§ **WRITTEN TASK**: Copy word for word every line of the rows below, from the very first line down to and including the line that contains "285 195 L 286".

____________

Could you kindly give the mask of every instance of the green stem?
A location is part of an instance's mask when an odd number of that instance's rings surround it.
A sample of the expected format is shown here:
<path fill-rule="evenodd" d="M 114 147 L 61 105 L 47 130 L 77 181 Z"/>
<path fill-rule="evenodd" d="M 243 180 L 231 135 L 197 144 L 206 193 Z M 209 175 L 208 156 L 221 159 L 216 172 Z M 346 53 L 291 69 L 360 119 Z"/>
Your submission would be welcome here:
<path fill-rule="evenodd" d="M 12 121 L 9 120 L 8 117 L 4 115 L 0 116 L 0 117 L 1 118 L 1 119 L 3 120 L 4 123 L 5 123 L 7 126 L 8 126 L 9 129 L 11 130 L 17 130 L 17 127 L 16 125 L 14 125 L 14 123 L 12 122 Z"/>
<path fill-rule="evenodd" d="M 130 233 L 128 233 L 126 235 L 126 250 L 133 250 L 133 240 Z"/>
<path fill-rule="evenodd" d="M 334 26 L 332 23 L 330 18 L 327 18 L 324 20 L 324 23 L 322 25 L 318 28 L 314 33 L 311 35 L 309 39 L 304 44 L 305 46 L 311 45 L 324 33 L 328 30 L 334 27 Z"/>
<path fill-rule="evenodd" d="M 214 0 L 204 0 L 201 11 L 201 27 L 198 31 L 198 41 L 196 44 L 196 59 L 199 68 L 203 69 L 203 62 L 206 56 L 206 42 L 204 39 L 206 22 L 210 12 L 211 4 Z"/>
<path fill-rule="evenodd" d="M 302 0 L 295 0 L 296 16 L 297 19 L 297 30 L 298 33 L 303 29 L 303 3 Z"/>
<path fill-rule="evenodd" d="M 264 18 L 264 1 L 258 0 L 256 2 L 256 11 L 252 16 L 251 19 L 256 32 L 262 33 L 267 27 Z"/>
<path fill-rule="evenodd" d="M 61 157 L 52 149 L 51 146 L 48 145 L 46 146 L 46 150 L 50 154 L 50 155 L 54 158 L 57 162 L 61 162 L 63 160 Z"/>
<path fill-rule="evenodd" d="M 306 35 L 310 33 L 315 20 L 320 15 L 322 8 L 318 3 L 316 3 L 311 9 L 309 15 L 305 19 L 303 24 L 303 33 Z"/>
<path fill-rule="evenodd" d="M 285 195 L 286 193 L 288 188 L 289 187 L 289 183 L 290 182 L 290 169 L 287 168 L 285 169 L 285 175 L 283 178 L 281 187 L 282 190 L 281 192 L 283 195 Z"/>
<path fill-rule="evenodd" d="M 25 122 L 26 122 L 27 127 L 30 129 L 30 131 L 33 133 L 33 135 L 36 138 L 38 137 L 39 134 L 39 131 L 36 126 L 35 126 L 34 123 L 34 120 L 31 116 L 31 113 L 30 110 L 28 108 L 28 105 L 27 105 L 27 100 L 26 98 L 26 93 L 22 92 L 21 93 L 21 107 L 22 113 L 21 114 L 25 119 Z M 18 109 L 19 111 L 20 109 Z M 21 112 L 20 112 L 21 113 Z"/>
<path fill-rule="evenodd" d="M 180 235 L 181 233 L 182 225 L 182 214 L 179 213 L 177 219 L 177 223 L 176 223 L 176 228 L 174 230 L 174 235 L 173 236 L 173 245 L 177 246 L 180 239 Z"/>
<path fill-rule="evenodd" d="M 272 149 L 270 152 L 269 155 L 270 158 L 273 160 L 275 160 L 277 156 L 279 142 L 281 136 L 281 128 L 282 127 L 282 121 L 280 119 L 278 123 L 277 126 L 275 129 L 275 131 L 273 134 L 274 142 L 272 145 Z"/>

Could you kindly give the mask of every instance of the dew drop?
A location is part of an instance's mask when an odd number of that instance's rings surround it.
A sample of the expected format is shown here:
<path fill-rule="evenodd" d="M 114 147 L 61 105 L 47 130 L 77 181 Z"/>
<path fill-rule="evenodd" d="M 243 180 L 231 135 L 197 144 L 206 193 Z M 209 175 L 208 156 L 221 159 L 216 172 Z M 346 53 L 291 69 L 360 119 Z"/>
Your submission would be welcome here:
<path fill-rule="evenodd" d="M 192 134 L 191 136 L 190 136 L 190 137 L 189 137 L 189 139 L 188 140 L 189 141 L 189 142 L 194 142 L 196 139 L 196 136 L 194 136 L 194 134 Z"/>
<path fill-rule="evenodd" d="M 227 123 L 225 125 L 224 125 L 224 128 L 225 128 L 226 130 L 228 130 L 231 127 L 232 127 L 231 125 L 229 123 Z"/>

____________

§ **RESULT BELOW**:
Could you kindly give the mask of every instance of the green stem?
A location is part of an instance's mask when an odd number of that instance's rings surround it.
A sample of the expected format is shown here:
<path fill-rule="evenodd" d="M 114 147 L 61 105 L 47 130 L 77 181 Z"/>
<path fill-rule="evenodd" d="M 243 180 L 231 135 L 197 144 L 206 193 Z M 209 175 L 208 156 L 221 159 L 216 172 Z M 346 53 L 291 69 L 360 119 Z"/>
Your submission would be welcome here:
<path fill-rule="evenodd" d="M 12 121 L 9 120 L 8 117 L 4 115 L 0 116 L 0 117 L 1 118 L 1 119 L 3 120 L 4 123 L 5 123 L 7 126 L 8 126 L 9 129 L 11 130 L 17 130 L 17 127 L 16 125 L 14 125 L 14 123 L 12 122 Z"/>
<path fill-rule="evenodd" d="M 130 233 L 128 233 L 126 235 L 126 250 L 133 250 L 133 240 Z"/>
<path fill-rule="evenodd" d="M 334 26 L 332 23 L 330 18 L 327 18 L 324 20 L 324 23 L 322 25 L 318 28 L 314 33 L 311 35 L 309 39 L 304 44 L 305 46 L 311 45 L 324 33 L 328 30 L 334 27 Z"/>
<path fill-rule="evenodd" d="M 214 0 L 204 0 L 201 11 L 201 27 L 198 31 L 198 41 L 196 44 L 196 59 L 199 68 L 203 69 L 203 62 L 206 56 L 206 42 L 204 39 L 206 22 L 210 12 L 211 4 Z"/>
<path fill-rule="evenodd" d="M 302 0 L 295 0 L 296 16 L 297 19 L 297 30 L 298 33 L 303 29 L 303 3 Z"/>
<path fill-rule="evenodd" d="M 264 18 L 264 1 L 258 0 L 256 2 L 256 11 L 252 16 L 251 19 L 256 32 L 262 33 L 267 27 Z"/>
<path fill-rule="evenodd" d="M 61 157 L 52 149 L 51 146 L 48 145 L 46 146 L 46 150 L 50 154 L 50 155 L 54 158 L 57 162 L 61 162 L 63 160 Z"/>
<path fill-rule="evenodd" d="M 306 35 L 310 33 L 315 20 L 320 15 L 322 8 L 318 3 L 316 3 L 311 9 L 309 15 L 305 19 L 303 24 L 303 33 Z"/>
<path fill-rule="evenodd" d="M 285 195 L 286 193 L 288 188 L 289 187 L 289 183 L 290 182 L 290 169 L 287 168 L 285 169 L 285 175 L 283 178 L 281 187 L 282 190 L 281 192 L 283 195 Z"/>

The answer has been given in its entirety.